Copy out the records in full, word for word, without pictures.

>> START Dataset records

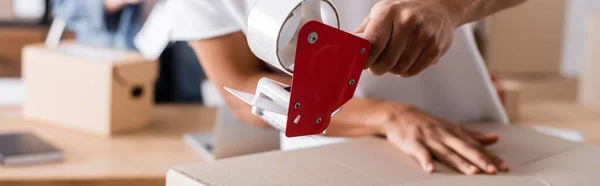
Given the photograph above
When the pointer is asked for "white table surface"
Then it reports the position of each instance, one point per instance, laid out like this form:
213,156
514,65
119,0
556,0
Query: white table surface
12,91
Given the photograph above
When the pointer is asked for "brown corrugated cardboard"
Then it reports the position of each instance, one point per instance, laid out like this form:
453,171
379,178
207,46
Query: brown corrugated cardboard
511,98
6,10
535,159
589,87
97,90
527,38
536,88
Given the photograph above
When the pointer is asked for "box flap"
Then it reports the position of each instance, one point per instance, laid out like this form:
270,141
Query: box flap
480,180
372,161
518,146
136,73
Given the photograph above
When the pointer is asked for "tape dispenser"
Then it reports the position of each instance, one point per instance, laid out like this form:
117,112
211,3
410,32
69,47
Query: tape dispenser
303,39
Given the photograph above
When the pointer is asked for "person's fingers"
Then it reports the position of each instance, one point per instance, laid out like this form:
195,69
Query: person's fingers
413,50
427,58
469,152
392,52
378,32
500,164
417,150
483,138
446,155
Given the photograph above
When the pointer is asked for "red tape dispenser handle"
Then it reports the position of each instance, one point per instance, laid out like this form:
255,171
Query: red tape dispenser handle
327,69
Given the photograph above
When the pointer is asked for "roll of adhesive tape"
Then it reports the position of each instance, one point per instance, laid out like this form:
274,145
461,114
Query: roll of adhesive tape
273,27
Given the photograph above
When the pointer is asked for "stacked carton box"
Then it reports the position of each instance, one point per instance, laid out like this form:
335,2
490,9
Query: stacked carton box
91,89
524,45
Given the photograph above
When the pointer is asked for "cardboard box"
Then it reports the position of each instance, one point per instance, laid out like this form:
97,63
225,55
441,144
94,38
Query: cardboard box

>> END Dataset records

- Result below:
Given the photograph above
When the pointer is asked for "white table surface"
Then it reports the position of each instance, one point per instance, laid out like this form:
213,156
514,65
119,0
556,0
Query: white table surface
12,91
Given the photograph above
When the pointer is asked for "brown corrugated cardboard"
Then it reports the position of each instance, one point per instance, laid out like this form:
453,171
379,178
207,46
Query: brown corrugated cardboard
511,98
6,10
535,159
589,87
97,90
527,38
536,88
Given the photograph above
When the pointer is asked for "box flap"
Then it reports the position of each instance, one point per instance, laid out like this form:
270,141
Query: box flap
480,180
372,161
518,146
136,73
Given the photograph above
When the pointer is asked for "tape dispenser"
Then it reports the position of each instance, one point per instance, laid out like this form:
117,112
211,3
410,32
69,47
Query: tape dispenser
303,39
Given the photograph above
When the pointer is asked for "person's fingers"
Then it reports the position of each instance, one point per instance, laid out like this form:
195,69
Query: person's fingers
413,50
427,58
469,152
392,52
378,32
500,164
417,150
483,138
446,155
Given the photograph above
When the pointer is asked for "red tape dispenser handle"
Then it reports the position of each instance, one point per instance, laid out like this form:
255,171
Query: red tape dispenser handle
327,69
Given the photograph above
When the pointer is asked for "roll of adhesive tape"
Then it reports the position of each instance, one point per instance, laid out like this form:
274,145
461,114
Query: roll of adhesive tape
273,27
Given the photograph above
When the pointer is asked for "stacked carton box"
Then it reports the position of each instance, one point per instance, laid out like this form:
335,2
490,9
Query: stacked carton box
91,89
524,45
Given the photograph above
When the pointer is asked for "cardboard box"
Then it reports the position of each instance, one point per instance, laid out like this form:
97,63
225,55
441,144
94,38
Query: cardboard box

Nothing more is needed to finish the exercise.